[TASK INSTRUCTIONS]: Starting at the line with "# give x and", repeat every line exactly until the records end, including the last one.

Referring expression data
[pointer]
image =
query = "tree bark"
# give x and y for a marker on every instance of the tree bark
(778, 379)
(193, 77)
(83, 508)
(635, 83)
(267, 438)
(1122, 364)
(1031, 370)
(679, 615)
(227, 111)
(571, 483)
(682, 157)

[ANSWER SECTION]:
# give x and y for a marker on every instance of the tree bark
(778, 379)
(193, 77)
(83, 508)
(635, 83)
(267, 438)
(1122, 364)
(1031, 370)
(679, 615)
(227, 111)
(571, 483)
(682, 157)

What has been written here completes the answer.